##### Records provided #####

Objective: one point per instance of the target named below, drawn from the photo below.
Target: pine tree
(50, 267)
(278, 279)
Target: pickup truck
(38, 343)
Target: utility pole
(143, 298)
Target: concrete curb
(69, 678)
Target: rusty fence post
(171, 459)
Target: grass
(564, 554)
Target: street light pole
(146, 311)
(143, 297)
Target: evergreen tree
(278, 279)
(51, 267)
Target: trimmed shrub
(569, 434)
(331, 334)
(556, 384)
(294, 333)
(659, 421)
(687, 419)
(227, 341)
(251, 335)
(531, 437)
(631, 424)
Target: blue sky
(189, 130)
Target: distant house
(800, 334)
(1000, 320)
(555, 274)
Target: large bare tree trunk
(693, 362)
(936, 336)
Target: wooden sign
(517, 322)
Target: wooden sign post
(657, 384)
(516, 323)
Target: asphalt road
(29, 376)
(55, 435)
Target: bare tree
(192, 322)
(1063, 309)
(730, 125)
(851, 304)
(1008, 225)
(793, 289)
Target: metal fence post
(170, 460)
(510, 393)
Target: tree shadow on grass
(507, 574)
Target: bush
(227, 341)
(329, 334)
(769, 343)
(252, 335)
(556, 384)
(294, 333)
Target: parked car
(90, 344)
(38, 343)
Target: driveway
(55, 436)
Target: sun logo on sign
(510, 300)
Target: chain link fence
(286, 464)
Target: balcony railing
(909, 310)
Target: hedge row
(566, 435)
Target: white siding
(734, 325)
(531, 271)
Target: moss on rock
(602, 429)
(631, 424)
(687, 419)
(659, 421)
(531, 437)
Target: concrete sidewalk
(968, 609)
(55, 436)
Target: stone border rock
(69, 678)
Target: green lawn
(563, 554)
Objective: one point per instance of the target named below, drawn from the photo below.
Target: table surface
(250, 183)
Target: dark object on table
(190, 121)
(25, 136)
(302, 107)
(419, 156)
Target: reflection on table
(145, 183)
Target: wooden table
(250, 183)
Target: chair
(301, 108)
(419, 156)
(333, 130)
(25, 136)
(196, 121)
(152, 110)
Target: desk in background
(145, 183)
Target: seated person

#####

(Task instructions): Repeat precisely the lines of the data starting at the one containing "Target: dark object on table", last line included.

(Response):
Target: dark object on table
(190, 121)
(25, 136)
(302, 107)
(419, 156)
Target: reflection on table
(145, 183)
Target: wooden table
(250, 183)
Target: chair
(301, 108)
(419, 156)
(333, 130)
(25, 136)
(196, 121)
(152, 110)
Target: desk in background
(145, 183)
Target: seated person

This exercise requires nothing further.